PASSAGE GIVEN ->
-=-=-=-=-

Fani Willis disqualified from Trump RICO case

The Georgia Court of Appeals decided Thursday to disqualify Fulton County District Attorney Fani Willis and her office from the sweeping election subversion case she brought last year against President-elect Donald Trump.

A three-judge panel ruled 2–1 that a lower court had “erred by failing to disqualify DA Willis” after Trump and several co-defendants uncovered a previously undisclosed relationship Willis had with the case’s lead special prosecutor, Nathan Wade.

“The remedy crafted by the trial court to prevent an ongoing appearance of impropriety did nothing to address the appearance of impropriety that existed at times,” the panel wrote in a 31-page order.

At the lower court level, Judge Scott McAfee had considered Trump and his co-defendants’ request this year that Willis be disqualified and the case be tossed out entirely because of Willis’s romantic relationship with Wade, whom she hired in November 2021. McAfee decided, however, that Wade’s resignation from the case would resolve any conflict of interest concerns.

-=-=-=-=-

(Detection examples)
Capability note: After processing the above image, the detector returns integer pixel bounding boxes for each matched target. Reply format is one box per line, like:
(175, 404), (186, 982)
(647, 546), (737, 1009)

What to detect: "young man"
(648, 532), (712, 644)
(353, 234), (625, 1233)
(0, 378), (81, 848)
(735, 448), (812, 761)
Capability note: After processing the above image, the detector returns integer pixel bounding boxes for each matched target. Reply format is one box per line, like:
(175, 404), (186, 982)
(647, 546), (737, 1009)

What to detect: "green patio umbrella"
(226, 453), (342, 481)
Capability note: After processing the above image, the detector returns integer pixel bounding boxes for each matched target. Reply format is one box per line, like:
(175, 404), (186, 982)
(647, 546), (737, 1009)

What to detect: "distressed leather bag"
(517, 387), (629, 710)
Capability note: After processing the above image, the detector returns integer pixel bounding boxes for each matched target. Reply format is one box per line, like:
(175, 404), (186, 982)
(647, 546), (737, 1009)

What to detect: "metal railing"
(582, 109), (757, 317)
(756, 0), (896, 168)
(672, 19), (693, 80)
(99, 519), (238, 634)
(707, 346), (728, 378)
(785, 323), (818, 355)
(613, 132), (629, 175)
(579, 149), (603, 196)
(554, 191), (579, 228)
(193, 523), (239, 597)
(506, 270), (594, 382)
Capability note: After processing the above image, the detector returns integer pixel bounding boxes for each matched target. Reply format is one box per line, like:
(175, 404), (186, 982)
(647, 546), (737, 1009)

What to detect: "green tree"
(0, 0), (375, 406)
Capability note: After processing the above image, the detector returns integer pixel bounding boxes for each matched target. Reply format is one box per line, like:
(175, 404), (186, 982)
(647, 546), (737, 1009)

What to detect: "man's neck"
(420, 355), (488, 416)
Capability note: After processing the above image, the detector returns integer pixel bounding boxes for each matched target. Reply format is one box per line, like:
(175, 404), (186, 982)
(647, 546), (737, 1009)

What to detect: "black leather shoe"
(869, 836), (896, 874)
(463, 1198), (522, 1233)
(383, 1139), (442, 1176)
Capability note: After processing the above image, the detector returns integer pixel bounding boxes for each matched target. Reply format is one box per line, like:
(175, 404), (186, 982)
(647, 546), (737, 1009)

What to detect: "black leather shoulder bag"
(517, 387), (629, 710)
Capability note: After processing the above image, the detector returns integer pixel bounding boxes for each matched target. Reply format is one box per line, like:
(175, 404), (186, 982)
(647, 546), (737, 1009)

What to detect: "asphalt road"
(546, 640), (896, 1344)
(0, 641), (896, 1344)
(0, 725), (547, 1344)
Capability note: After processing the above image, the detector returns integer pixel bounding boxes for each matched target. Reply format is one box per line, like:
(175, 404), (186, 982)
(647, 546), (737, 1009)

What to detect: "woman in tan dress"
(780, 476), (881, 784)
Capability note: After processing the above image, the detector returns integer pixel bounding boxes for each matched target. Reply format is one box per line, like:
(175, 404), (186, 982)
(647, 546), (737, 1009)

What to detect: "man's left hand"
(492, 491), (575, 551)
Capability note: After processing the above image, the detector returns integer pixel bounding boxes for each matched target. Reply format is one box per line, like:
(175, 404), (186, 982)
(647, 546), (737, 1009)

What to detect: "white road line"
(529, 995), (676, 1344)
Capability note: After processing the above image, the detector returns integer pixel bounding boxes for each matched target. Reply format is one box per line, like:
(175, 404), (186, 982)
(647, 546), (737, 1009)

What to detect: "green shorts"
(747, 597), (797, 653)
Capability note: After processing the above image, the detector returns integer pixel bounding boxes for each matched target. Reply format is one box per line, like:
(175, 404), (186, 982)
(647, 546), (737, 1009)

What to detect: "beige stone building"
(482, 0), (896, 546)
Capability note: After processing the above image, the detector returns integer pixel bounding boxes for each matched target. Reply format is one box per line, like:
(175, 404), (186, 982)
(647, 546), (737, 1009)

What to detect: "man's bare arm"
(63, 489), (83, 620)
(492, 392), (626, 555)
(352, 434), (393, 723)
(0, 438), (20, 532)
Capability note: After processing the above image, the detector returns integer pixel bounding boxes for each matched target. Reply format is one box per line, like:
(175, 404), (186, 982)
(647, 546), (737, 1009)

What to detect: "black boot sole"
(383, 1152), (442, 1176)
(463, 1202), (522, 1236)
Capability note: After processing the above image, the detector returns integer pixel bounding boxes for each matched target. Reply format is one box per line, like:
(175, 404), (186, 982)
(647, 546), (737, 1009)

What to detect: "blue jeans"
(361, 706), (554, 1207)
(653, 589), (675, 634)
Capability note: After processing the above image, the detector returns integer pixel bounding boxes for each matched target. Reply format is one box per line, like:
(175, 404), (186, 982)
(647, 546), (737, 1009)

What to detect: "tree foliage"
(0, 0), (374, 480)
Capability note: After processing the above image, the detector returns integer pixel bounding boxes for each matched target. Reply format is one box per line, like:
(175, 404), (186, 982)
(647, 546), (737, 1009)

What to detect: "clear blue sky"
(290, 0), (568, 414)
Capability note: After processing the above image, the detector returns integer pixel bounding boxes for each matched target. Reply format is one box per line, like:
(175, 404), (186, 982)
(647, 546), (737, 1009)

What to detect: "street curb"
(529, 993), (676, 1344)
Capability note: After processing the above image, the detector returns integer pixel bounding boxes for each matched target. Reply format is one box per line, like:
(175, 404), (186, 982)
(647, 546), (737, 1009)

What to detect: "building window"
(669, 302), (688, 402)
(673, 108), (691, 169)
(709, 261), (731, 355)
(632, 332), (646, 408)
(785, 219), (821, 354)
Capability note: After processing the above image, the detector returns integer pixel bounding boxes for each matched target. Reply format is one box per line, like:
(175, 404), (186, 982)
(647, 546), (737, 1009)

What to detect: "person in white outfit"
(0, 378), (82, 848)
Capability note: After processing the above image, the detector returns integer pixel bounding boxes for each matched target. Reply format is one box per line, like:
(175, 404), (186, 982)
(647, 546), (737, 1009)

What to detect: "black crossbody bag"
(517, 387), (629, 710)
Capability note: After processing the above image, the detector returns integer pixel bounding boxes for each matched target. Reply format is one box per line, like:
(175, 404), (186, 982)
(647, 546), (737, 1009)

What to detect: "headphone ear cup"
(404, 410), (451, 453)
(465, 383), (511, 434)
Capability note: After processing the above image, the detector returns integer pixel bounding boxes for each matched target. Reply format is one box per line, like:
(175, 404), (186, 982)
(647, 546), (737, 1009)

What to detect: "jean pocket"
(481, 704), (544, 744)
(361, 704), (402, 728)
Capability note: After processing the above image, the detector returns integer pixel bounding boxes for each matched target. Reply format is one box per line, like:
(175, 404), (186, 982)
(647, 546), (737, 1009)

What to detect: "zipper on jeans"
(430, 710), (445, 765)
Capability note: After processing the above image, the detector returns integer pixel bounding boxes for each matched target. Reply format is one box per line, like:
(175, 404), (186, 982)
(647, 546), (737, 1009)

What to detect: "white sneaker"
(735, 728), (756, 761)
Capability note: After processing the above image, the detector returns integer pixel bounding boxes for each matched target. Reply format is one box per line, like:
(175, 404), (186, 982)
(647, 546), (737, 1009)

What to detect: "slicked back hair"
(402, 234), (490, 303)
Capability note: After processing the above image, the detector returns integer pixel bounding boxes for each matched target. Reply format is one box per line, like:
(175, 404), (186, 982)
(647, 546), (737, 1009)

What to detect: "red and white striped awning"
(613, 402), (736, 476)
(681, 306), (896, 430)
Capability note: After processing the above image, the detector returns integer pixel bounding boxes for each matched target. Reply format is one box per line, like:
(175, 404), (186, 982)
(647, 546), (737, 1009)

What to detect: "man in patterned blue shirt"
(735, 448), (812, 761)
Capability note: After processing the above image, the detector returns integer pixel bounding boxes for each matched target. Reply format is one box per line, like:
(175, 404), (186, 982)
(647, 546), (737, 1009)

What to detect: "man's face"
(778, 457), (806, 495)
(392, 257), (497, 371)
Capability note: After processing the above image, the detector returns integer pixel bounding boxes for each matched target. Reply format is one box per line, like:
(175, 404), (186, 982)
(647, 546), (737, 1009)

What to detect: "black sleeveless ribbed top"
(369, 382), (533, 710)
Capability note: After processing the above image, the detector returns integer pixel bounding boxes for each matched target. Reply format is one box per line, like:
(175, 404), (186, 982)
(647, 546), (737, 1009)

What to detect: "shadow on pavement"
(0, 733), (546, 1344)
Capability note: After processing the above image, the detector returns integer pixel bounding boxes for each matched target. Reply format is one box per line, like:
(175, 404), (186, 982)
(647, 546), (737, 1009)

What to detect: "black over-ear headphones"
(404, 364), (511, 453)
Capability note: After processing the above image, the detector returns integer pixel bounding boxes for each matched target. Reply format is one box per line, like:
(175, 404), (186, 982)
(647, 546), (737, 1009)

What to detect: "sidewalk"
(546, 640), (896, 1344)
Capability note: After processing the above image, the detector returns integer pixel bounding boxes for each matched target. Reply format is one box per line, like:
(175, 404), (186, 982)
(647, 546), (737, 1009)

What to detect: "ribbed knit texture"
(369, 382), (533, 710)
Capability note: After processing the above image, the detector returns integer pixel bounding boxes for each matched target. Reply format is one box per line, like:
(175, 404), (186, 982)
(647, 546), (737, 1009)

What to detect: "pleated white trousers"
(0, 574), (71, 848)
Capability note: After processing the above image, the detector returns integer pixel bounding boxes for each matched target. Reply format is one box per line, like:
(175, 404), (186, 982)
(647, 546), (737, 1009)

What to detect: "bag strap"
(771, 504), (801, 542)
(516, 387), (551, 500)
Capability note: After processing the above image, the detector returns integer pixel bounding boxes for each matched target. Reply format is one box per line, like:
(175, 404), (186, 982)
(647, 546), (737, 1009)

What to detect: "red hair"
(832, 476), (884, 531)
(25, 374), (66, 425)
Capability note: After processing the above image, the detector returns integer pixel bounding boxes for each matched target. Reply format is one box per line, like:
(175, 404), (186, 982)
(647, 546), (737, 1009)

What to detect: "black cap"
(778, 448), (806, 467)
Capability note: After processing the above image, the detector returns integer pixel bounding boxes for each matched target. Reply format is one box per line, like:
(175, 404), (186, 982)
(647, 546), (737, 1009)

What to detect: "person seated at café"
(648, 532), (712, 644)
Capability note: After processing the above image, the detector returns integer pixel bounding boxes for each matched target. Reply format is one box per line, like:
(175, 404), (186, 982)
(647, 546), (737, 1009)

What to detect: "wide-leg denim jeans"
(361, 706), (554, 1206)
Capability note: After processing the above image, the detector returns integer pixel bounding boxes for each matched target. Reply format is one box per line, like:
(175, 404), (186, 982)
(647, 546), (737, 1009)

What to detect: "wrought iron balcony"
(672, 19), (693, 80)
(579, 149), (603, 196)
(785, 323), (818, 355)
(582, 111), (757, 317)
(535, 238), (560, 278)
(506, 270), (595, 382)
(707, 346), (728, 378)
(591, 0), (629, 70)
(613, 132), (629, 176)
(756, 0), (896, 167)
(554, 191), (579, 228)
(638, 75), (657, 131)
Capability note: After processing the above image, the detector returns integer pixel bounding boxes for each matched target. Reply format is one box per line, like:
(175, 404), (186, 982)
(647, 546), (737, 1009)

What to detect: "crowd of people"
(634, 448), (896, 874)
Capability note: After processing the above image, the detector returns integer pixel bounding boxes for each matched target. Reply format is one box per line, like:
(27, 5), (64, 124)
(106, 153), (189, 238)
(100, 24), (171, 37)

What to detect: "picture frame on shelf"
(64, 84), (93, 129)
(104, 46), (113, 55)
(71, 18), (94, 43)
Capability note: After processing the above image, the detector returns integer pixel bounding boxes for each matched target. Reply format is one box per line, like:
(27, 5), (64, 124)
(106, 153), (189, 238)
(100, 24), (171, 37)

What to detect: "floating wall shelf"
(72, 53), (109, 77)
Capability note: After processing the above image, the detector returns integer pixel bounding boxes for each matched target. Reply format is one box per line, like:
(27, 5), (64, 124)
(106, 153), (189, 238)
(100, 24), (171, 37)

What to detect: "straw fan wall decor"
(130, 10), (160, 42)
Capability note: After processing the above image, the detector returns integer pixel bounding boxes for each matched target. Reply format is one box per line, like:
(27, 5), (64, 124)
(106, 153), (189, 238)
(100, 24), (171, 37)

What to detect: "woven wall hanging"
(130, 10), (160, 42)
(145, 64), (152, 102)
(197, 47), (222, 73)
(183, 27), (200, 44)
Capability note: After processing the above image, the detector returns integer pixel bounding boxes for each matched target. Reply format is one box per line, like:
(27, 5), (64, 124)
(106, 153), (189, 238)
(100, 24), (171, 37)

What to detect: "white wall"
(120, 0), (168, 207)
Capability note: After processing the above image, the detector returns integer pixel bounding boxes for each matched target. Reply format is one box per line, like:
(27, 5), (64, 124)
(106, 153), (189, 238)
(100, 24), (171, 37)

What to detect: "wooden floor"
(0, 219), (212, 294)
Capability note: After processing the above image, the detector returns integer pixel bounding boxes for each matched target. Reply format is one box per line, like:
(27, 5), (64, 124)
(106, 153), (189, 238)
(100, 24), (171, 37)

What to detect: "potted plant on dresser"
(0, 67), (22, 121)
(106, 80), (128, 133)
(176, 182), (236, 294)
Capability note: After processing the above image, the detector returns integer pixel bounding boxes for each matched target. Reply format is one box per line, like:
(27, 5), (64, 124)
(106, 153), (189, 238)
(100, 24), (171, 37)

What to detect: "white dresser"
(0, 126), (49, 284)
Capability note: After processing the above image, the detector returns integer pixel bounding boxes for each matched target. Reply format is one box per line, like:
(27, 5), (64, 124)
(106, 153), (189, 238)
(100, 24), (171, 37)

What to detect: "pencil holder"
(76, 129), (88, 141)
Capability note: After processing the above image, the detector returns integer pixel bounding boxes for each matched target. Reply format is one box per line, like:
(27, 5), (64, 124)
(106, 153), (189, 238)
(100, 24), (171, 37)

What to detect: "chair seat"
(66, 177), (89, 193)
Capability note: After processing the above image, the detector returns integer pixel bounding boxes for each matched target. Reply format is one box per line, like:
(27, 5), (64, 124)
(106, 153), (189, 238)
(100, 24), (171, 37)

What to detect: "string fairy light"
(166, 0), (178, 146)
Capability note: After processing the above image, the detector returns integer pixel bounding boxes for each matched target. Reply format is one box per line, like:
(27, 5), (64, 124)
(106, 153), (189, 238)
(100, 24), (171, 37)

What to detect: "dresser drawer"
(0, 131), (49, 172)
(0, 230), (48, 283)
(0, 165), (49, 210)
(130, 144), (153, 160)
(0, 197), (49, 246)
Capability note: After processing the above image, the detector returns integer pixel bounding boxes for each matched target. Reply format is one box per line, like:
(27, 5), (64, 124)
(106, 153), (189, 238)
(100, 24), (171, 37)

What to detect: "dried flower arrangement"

-=-=-=-=-

PROBLEMS TO WORK ON ->
1. Copy word for word the part of the article on Willis's disqualification starting with "The Georgia Court" and going on through "against President-elect Donald Trump.".
2. Recast the entries, from their first line through the line with "(226, 453), (342, 481)", as a Markdown table with the columns Row and Line, numbering each nonblank line and leaving out blank ones.
The article and the entries have nothing to do with each other.

ANSWERS BELOW ->
1.
The Georgia Court of Appeals decided Thursday to disqualify Fulton County District Attorney Fani Willis and her office from the sweeping election subversion case she brought last year against President-elect Donald Trump.

2.
| Row | Line |
|---|---|
| 1 | Capability note: After processing the above image, the detector returns integer pixel bounding boxes for each matched target. Reply format is one box per line, like: |
| 2 | (175, 404), (186, 982) |
| 3 | (647, 546), (737, 1009) |
| 4 | What to detect: "young man" |
| 5 | (648, 532), (712, 644) |
| 6 | (353, 234), (625, 1233) |
| 7 | (0, 378), (81, 848) |
| 8 | (735, 448), (812, 761) |
| 9 | Capability note: After processing the above image, the detector returns integer pixel bounding boxes for each matched target. Reply format is one box per line, like: |
| 10 | (175, 404), (186, 982) |
| 11 | (647, 546), (737, 1009) |
| 12 | What to detect: "green patio umbrella" |
| 13 | (226, 453), (342, 481) |